Wednesday, November 14, 2012

Porcupine's Diet


Porcupine Diet

Porcupine diet is based solely on plants and this can mean big trouble for landscaping plants and backyard gardens. 

As plant eaters, the porcupine diet has great diversity, yet the animal is very much a slave to the seasonal changes in the food supply in the area in which they. In the spring, summer and fall all is well with respect to food supply. They will feed on the buds of trees such as the sugar maple in the spring. Conversely, once the sugar maples leaf out, the porcupine moves onto other fare due to the fact that the leaves contain tannin, a substance that is toxic to the porcupine diet. They move onto the cambium layers under the bark of beech, basswoods and aspens and the leaves of trees that contain lower levels of tannin such as the ash trees.

In the fall feeding switches over to acorns and pine nuts they gather from high up in the trees.

In the winter, porcupines are more limited and forced to eat more bark. They will partake in the bark of sugar maples, ponderosa pines, and hemlocks as well as pine needles.

In your yard they will quite happily feed on raspberry canes, strawberry patches, brussel sprouts, cabbages, geraniums and roses, carrots, potatoes and virtually all root vegetables, from the top down! Ornamental grasses are no match for the appetite of the porcupines either. Neither are flowering herbs and apples.

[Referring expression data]

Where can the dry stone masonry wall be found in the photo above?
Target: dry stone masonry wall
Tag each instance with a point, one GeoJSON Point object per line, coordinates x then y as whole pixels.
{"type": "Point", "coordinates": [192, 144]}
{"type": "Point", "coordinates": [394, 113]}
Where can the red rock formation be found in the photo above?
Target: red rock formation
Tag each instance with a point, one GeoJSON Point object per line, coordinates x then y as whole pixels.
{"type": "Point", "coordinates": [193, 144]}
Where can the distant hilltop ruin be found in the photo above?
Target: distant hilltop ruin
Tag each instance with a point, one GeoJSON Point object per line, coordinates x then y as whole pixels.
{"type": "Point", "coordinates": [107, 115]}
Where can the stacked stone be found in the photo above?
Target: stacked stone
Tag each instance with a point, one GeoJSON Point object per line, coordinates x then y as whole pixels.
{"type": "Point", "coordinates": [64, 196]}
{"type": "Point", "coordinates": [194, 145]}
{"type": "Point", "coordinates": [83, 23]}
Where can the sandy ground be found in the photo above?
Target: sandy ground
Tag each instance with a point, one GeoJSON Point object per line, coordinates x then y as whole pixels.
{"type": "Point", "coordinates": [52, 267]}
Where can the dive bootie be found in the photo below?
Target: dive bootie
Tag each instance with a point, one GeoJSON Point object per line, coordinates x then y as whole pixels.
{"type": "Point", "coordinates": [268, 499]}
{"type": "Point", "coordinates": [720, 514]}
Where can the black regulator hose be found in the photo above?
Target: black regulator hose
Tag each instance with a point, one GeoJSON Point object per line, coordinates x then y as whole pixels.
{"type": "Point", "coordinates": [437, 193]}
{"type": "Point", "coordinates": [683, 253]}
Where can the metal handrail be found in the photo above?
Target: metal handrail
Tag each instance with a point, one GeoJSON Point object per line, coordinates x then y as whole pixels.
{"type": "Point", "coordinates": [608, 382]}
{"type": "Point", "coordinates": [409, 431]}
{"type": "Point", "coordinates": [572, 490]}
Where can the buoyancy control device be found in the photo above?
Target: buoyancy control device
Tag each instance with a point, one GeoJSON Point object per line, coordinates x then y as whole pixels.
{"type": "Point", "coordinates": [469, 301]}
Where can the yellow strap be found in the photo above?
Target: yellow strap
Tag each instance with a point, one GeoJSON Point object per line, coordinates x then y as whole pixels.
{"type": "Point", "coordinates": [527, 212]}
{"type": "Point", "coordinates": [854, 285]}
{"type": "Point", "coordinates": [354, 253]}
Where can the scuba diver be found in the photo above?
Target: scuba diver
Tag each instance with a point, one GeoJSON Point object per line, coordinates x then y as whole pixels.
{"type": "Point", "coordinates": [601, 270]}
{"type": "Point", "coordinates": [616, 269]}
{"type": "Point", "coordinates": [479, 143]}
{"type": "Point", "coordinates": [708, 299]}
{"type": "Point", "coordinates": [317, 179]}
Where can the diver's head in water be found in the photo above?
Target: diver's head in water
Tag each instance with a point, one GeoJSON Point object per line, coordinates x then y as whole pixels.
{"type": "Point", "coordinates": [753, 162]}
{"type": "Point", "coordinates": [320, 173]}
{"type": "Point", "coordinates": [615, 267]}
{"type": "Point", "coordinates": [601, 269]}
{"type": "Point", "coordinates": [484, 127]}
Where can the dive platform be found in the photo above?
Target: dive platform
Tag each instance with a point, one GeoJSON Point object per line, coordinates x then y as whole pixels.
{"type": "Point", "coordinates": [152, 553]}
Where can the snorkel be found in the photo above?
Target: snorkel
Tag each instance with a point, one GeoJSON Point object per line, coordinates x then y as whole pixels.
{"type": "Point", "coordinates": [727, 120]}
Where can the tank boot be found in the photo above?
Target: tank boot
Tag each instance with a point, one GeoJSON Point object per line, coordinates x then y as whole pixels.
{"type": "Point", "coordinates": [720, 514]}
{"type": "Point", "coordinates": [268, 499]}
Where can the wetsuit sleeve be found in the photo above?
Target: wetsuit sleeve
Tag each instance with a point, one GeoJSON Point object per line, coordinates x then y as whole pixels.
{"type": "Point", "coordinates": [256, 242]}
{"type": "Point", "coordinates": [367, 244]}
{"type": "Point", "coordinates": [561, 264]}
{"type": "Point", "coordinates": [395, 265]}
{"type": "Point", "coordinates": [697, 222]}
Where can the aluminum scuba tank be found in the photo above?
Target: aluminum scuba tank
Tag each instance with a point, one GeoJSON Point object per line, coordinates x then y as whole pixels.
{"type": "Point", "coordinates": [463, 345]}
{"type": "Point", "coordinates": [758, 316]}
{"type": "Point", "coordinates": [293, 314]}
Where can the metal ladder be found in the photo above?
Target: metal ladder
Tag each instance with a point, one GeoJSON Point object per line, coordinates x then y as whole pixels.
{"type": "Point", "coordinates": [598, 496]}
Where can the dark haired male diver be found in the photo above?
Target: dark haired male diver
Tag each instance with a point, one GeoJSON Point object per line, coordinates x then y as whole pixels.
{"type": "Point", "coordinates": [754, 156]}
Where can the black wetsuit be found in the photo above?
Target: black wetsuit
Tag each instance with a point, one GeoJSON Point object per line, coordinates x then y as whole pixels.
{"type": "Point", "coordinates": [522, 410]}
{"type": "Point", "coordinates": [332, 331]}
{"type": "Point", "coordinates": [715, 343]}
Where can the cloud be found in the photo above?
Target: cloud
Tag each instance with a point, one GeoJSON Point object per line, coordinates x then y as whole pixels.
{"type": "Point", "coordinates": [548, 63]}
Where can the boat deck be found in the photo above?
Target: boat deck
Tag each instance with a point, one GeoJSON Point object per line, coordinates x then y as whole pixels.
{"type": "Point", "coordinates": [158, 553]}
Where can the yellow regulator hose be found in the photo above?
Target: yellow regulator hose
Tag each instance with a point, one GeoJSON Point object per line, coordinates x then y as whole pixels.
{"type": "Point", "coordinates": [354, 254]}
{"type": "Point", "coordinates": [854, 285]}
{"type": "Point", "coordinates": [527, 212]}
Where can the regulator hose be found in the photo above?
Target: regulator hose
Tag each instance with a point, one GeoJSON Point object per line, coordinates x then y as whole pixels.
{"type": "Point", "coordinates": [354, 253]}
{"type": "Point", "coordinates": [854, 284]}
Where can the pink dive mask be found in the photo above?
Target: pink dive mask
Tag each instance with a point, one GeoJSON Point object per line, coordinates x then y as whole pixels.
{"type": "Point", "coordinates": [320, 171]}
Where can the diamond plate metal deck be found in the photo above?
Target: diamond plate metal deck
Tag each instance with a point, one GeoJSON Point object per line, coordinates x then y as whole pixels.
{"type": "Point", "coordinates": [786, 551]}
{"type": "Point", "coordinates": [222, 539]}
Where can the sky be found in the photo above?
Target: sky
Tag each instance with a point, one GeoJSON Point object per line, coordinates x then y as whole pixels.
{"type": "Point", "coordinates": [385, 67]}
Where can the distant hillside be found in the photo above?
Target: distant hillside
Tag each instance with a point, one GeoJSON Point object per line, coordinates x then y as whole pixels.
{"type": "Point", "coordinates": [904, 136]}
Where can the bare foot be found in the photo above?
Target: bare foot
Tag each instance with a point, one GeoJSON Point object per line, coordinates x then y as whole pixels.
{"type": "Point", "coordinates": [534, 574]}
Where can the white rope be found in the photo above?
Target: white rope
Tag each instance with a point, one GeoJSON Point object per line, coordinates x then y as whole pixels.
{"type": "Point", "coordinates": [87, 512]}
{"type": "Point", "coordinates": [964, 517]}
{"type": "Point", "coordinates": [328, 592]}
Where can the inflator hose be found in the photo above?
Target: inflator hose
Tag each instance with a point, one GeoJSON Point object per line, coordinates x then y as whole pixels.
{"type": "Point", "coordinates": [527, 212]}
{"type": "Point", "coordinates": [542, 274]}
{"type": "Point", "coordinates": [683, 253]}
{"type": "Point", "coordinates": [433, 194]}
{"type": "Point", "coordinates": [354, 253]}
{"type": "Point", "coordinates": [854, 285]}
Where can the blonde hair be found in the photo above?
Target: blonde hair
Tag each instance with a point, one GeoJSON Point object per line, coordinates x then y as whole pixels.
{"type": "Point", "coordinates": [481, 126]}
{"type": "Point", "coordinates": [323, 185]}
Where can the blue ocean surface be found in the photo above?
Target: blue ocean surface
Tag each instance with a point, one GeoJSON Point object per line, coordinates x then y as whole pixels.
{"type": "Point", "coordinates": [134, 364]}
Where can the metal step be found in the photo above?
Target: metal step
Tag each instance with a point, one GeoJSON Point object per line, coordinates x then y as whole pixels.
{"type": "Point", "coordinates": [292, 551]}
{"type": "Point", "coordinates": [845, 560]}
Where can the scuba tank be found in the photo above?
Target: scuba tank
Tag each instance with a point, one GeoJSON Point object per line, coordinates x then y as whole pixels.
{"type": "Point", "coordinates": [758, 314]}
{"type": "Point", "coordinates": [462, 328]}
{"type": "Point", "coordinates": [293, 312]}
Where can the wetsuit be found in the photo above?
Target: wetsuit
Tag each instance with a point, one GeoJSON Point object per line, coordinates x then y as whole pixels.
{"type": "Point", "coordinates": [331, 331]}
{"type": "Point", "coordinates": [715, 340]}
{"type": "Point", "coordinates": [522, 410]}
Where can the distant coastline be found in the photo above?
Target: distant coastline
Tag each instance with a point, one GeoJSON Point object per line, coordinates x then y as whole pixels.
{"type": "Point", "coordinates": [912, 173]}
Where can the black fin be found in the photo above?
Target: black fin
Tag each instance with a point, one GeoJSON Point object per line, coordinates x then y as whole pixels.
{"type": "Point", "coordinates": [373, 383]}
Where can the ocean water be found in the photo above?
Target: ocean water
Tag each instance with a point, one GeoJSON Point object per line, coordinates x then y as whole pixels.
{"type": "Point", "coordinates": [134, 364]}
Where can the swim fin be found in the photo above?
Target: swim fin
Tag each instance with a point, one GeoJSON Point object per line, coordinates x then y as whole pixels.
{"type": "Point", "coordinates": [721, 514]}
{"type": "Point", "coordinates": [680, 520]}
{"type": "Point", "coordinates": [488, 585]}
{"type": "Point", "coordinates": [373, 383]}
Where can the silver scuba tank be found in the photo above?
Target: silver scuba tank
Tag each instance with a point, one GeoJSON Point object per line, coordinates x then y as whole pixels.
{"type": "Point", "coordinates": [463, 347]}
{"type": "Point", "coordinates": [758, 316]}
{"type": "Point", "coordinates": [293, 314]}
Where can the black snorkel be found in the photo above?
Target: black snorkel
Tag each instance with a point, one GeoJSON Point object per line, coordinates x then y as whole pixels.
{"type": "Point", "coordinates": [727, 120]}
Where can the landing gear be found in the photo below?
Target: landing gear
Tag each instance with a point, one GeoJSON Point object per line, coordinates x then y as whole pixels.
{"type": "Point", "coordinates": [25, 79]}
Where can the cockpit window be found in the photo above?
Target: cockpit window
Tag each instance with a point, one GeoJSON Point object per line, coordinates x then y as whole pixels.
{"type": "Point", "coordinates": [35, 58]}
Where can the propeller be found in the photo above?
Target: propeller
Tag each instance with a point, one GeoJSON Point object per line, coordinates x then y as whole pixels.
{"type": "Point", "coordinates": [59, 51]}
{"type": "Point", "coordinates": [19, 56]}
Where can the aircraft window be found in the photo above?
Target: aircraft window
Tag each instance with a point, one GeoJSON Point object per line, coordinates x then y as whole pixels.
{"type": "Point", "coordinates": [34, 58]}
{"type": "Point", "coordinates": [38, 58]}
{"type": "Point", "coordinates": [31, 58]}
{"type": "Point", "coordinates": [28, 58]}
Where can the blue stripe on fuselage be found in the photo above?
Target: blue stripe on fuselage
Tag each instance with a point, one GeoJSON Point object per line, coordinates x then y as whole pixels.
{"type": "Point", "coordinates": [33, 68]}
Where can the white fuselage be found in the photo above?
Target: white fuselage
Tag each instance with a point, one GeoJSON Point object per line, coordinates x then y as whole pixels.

Exercises:
• a. Summarize the piece on porcupine diet in two sentences.
• b. Continue the piece on porcupine diet from its final sentence.

Answers:
• a. Porcupines eat only plants, and their food changes with the seasons: sugar maple buds in spring, then cambium and low-tannin leaves, acorns and pine nuts in fall, and mostly bark and pine needles in winter. In yards they will eat many garden plants, including raspberry canes, strawberries, cabbages, roses, root vegetables, ornamental grasses, flowering herbs and apples.

• b.
The porcupine diet does cause some issues for humans. The herbivore diet of the animals leaves a distinct and sometimes unrivaled craving for salt. And since potato chips and French fries are not available to the animals in the wild, they have found some curious ways of soothing that craving. Many homeowners have awakened to find their car tires, that have road salt on them, have been chewed leaving a very expensive wake up call! Salt cravings lead the animals to eat anything made of plywood that has salt residues from us too including canoe paddles, axe handles and horse saddles!

Experts also indicate that their gnawing on trees leads to such uneven growth that the end use timber is too distorted to harvest causing a negative impact on the timber industry. The damage inflicted to the trees by their bark chewing allows for the trees to become easy prey for attack from birds and insects, and most seriously, diseases.

For the home gardener a hungry porcupine can lead to the loss of entire strawberry patches and rows, eating their leaves over the fruit. Raspberry canes are often dwarfed making harvesting quarts of juicy berries improbable.

It is indeed the trees that are deformed and left vulnerable to disease and infestation that is by far the most detrimental factor of the porcupine diet.